## [TEXTBLOCK]
Endlich

Putins Rede Kalter Krieg oder frischer Wind?

Recht hat er, aber hat er auch die Macht? So könnte man die Reaktionen auf den Auftritt Wladimir Putins in München mehrheitlich zusammenfassen, wo der Präsident außerhalb der üblichen diplomatischen Rücksichten das vortrug, was er "wirklich über die Probleme der internationalen Sicherheit denke".

Endlich, möchte man sagen! Schockierend, meinen andere. Dabei sind die Tatsachen, die Putin vortrug, nicht wirklich neu. Neu sind lediglich Russlands kategorischer Protest gegen NATO-Pläne, in Polen und Tschechien Teile eines europäischen Raketenabwehrsystems zu stationieren, und das Selbstbewusstsein, mit dem Russlands Präsident seine Sicht der Dinge vor den Honoratioren der westlichen Allianz kundtat. Das mag für viele, die russische Politik in den Jahren seit Auflösung der Sowjetunion nur als opportunistisches Taumeln zwischen Ost und West, China und Europa empfunden haben, eine überraschende Wendung sein. Doch sieben Jahre Putin haben gereicht, um nationales Selbstbewusstsein soweit wiederherzustellen, dass man heute so etwas wie ein integrierender Faktor zwischen Asien und Europa sein kann und in der Lage ist, als Impulsgeber und Stabilisator einer kooperativ gestimmten Weltordnung zu wirken. In diesem Sinne ist dem Land schon seit längerem eine heimliche Vermittlerrolle zugewachsen. Mit Putins Auftritt in München wurde sie vor aller Augen geltend gemacht. Was Russland zugunsten einer neuen Weltordnung einbringt, das ist seine historische Erfahrung des Vielvölkerpluralismus - bei einem Abgleich mit dem westlichen Verständnis von Demokratie könnten daraus neue Kräfte erwachsen.

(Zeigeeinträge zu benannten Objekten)
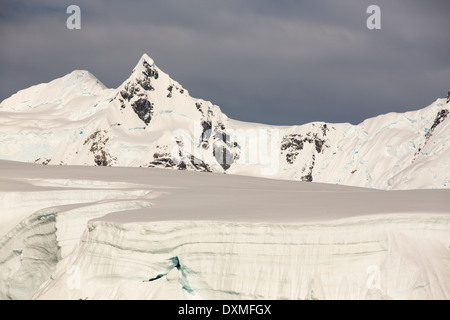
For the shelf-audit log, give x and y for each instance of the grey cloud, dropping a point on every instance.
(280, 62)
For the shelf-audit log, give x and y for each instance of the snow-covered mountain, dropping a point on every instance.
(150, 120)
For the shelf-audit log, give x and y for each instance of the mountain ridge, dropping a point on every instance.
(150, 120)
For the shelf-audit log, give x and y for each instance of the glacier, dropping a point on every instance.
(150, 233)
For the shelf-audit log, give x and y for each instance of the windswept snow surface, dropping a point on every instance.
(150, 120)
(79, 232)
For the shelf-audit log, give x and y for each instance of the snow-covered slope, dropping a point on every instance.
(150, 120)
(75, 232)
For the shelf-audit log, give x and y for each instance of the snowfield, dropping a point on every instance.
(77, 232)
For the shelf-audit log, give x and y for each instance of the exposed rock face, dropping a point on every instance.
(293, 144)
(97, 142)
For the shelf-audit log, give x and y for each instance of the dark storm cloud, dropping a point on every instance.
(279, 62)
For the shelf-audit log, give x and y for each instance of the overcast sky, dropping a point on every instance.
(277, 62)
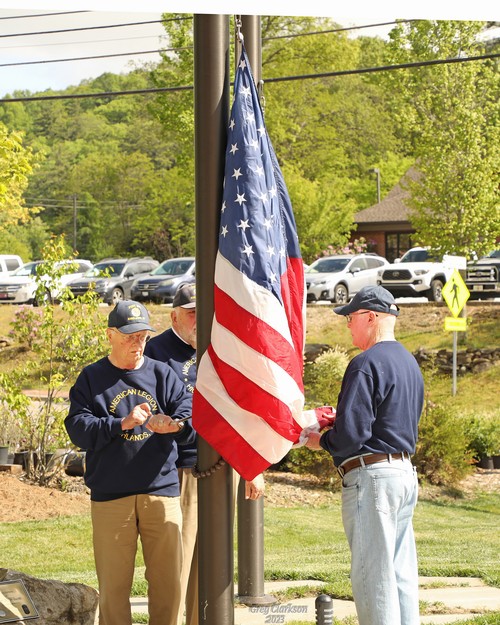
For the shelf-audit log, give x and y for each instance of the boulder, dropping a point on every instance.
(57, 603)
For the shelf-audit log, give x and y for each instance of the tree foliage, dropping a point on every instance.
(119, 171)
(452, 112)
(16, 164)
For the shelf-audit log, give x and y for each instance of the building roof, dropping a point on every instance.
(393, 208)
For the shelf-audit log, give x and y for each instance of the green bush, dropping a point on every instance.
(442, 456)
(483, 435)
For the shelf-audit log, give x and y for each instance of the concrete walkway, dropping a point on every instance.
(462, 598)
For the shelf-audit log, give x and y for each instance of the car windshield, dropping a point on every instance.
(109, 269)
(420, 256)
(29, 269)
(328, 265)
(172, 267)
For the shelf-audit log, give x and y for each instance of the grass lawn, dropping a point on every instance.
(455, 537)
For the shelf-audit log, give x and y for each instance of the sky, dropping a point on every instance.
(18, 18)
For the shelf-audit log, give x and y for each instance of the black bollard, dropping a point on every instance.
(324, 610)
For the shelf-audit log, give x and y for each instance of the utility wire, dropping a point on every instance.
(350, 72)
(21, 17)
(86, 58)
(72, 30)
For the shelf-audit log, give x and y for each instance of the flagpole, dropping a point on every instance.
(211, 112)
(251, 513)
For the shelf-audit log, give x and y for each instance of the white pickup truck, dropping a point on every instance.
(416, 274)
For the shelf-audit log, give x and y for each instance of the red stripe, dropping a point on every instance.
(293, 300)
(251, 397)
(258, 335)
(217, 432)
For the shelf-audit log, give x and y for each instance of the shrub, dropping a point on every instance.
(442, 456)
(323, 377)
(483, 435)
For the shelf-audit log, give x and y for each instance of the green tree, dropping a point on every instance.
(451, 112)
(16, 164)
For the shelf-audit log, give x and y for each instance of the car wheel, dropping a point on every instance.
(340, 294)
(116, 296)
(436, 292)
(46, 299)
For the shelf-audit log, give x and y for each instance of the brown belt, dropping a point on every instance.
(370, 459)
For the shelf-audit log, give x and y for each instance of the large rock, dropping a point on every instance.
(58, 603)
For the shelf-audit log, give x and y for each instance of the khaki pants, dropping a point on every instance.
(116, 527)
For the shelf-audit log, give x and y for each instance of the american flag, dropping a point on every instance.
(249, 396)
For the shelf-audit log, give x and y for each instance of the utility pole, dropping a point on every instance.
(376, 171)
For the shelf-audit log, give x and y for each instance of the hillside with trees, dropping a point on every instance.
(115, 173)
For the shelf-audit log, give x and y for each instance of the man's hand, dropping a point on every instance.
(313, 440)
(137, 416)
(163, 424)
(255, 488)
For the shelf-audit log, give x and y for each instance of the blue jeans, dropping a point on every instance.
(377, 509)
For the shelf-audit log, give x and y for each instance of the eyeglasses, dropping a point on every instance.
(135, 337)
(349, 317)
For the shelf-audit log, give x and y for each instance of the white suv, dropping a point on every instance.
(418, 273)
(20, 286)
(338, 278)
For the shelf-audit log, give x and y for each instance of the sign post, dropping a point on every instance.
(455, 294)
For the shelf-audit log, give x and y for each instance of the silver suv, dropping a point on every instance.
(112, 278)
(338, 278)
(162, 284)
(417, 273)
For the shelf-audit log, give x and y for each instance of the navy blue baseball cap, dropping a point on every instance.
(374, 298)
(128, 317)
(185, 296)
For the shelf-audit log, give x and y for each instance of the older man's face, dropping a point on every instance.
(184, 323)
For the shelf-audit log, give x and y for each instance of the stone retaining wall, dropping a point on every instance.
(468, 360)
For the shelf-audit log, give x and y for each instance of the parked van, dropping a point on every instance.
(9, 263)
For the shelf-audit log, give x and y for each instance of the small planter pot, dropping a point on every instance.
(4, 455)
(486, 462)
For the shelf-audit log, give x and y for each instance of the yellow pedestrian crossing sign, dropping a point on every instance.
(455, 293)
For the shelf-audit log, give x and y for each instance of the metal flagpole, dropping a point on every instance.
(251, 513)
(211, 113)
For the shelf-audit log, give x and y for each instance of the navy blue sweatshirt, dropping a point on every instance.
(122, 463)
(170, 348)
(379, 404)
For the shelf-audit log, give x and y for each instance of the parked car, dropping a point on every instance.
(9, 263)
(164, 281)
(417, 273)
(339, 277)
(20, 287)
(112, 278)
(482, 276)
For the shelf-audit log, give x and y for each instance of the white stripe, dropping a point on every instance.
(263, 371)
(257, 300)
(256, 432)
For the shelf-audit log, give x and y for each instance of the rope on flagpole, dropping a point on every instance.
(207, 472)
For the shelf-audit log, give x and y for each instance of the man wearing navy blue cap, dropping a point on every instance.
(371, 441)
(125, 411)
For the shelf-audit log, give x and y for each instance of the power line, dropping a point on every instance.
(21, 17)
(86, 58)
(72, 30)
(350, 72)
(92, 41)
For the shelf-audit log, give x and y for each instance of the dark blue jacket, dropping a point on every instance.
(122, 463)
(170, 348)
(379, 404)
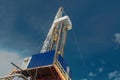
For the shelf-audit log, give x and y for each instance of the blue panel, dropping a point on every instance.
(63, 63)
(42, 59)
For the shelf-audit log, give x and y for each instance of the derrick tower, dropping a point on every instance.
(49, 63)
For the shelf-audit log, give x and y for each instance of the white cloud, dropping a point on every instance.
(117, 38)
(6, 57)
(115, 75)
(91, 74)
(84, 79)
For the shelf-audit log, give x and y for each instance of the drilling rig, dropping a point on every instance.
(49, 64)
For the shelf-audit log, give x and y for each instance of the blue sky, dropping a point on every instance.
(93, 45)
* * *
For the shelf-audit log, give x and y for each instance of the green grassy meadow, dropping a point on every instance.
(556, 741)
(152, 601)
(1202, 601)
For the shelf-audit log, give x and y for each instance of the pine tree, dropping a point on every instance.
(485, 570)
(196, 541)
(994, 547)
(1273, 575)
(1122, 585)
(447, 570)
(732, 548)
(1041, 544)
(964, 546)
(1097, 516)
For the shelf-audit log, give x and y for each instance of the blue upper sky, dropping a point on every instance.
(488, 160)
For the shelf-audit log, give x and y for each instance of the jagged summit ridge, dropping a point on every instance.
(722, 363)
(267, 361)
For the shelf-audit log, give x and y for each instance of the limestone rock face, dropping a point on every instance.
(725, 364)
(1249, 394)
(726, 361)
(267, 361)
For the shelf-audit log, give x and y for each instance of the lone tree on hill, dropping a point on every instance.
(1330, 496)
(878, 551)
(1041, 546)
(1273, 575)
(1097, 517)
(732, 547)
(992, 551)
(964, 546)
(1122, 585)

## [AUFGABEN]
1. Fasse im Text über Putins Münchner Rede den Absatz, der mit „Endlich, möchte man sagen!“ beginnt, als knappe Stichpunktliste zusammen.
2. Setze den Text über Putins Münchner Rede nach seinem letzten Satz fort.

## [ANTWORTEN JE AUFGABE]
1.
- Die Reaktionen reichen von „endlich“ bis „schockierend“. Die Tatsachen, die Putin vortrug, sind jedoch nicht wirklich neu.
- Neu sind Russlands kategorischer Protest gegen NATO-Pläne, Teile eines europäischen Raketenabwehrsystems in Polen und Tschechien zu stationieren. Neu ist auch das Selbstbewusstsein, mit dem Putin seine Sicht vor den Honoratioren der westlichen Allianz darlegte.
- Wer die russische Politik seit Auflösung der Sowjetunion als opportunistisches Taumeln zwischen Ost und West, China und Europa empfand, erlebt eine überraschende Wendung.
- Sieben Jahre Putin haben das nationale Selbstbewusstsein so weit wiederhergestellt, dass Russland ein integrierender Faktor zwischen Asien und Europa sein kann. Es kann außerdem als Impulsgeber und Stabilisator einer kooperativ gestimmten Weltordnung wirken.
- Seit längerem ist dem Land eine heimliche Vermittlerrolle zugewachsen. In München wurde sie vor aller Augen geltend gemacht.
- Russland bringt seine historische Erfahrung des Vielvölkerpluralismus in eine neue Weltordnung ein. Im Abgleich mit dem westlichen Demokratieverständnis könnten daraus neue Kräfte erwachsen.

2.
Gewiss hat Putins Rede keine neuen Tatsachen geschaffen, doch war sie Ausdruck einer sich wandelnden Wirklichkeit: Sie zeigte zum einen, dass dem US-Anspruch auf Alleinherrschaft inzwischen Grenzen gesetzt sind und Russland nicht mehr der hilflose Spielball westlicher, besonders amerikanischer Interessen ist wie in den Jahren unter Jelzins Präsidentschaft: Russische Staatlichkeit, russische Ökonomie, russisches Selbstbewusstsein sind als Ergebnis einer autoritären Modernisierung unter Putins Führung wiederhergestellt, ohne dabei in Sowjetverhältnisse zurückzufallen. Die Energie-Ressourcen verschaffen dem Land eine explodierende Finanzkraft - mit Russland muss wieder gerechnet werden. Eine weitere Ostausdehnung der NATO wird Moskau nicht hinnehmen, das dürfte seit München unstrittig sein.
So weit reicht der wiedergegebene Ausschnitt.